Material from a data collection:
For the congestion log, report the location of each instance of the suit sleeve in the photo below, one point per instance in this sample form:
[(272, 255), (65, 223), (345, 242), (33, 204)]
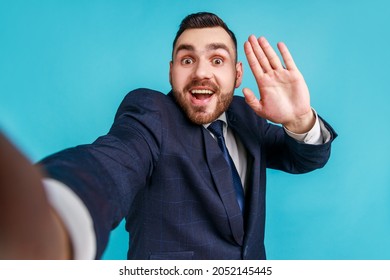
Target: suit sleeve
[(108, 174), (287, 154)]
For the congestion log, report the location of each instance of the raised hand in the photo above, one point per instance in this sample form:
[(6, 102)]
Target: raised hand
[(284, 96)]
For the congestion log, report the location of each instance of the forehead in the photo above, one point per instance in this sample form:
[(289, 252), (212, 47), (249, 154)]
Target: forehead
[(202, 38)]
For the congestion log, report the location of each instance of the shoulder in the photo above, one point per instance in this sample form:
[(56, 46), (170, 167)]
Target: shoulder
[(144, 100)]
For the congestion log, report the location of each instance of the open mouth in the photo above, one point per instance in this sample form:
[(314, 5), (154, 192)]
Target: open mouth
[(202, 94)]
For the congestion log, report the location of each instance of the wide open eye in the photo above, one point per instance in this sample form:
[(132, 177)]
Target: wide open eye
[(217, 61), (187, 60)]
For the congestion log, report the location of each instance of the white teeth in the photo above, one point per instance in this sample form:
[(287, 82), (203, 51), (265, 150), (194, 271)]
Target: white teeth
[(201, 91)]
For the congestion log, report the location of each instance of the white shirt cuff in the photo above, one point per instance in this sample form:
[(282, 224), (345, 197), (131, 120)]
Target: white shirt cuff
[(75, 217), (318, 135)]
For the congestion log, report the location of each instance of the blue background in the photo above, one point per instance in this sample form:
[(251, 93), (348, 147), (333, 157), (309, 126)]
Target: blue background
[(66, 65)]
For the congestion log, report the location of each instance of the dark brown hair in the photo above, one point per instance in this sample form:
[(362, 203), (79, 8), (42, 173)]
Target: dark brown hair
[(203, 20)]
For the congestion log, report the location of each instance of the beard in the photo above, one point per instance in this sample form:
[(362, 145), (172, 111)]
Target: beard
[(200, 114)]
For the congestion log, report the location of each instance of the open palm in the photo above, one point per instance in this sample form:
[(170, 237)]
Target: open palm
[(284, 96)]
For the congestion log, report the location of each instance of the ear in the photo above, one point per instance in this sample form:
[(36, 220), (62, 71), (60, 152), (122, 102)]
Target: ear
[(239, 73), (170, 72)]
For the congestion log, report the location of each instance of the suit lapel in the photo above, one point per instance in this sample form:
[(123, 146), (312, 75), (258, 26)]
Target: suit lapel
[(221, 174), (248, 137)]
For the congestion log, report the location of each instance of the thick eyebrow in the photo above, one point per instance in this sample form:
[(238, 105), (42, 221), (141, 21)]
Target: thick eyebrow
[(209, 47)]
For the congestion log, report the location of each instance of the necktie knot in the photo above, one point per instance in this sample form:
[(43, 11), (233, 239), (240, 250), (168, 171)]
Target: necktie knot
[(216, 128)]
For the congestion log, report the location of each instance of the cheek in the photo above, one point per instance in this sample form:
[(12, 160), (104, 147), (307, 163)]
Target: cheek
[(178, 78)]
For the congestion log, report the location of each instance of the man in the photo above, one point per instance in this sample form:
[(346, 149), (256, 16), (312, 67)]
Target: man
[(166, 169)]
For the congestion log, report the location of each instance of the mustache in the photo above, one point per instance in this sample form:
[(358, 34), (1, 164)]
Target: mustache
[(201, 83)]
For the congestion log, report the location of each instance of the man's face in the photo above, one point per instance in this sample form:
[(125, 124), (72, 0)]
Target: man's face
[(204, 73)]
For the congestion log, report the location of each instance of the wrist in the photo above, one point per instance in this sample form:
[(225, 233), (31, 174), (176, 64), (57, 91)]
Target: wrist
[(302, 124)]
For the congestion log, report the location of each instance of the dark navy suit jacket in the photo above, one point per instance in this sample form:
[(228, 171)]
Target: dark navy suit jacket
[(168, 178)]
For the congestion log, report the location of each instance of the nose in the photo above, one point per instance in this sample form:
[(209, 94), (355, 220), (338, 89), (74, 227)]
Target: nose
[(202, 70)]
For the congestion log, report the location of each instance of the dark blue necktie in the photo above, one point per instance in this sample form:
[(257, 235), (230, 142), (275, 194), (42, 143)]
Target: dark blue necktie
[(216, 128)]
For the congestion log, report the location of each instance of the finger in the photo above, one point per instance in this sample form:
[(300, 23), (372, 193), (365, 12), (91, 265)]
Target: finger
[(286, 55), (252, 101), (271, 55), (252, 60), (259, 53)]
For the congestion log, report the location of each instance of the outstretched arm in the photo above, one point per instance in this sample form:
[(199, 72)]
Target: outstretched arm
[(285, 98), (29, 228)]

## [REQUEST]
Reproduce the material starting at the line containing "of the forehead" and ending after the line containing "[(200, 114)]", requests included, with every point coordinate in the answers multiplied by 1.05 and rounded to the nearest whole number, halves rounded up. Leave the requests and their sample formats unchanged.

## [COMPLETE ANSWER]
For the congestion log, report the location of each instance of the forehead in the photo above, one point per instance in this sample form:
[(289, 252), (212, 47), (249, 154)]
Target: forehead
[(212, 40)]
For the congestion log, report the location of each instance of the shoulder in the photo above, one point per instance in this sample form:
[(56, 46), (170, 167)]
Target: shoulder
[(151, 105)]
For the congestion log, report the location of each instance of the open mouth in the photo above, one point per instance in this sample form:
[(314, 5), (154, 192)]
Target: open mouth
[(212, 99)]
For the congestion log, report the location of each instance of the wide open eye in the photo above, one point per instance in this sample form:
[(132, 177)]
Target: wide open eye
[(228, 64), (196, 63)]
For the congestion log, report the location of each instance of the white teeth in the photo above, one point per instance in this sample form:
[(287, 82), (203, 51), (265, 150), (194, 271)]
Target: white teeth
[(211, 96)]
For the congestion log, report the location of each instance of the white shirt cuff in the photo above, one point per instance in this sample form:
[(282, 224), (345, 197), (131, 120)]
Target: white shirt cuff
[(79, 228), (334, 142)]
For the congestion log, report the location of each instance of the blue background in the photo above, one point per instance in this sample form:
[(251, 93), (348, 147), (333, 157), (309, 126)]
Target: blue background
[(69, 68)]
For the congestion log, report the location of each instance of the dark brown hair in the photo above, one point per instance in this sample form:
[(362, 203), (79, 8), (42, 173)]
Target: dark brown hair
[(213, 21)]
For the congestion log, report the location of each instance of the beard in the photo above, one point per instance in this sample form:
[(362, 145), (172, 111)]
Target: beard
[(210, 120)]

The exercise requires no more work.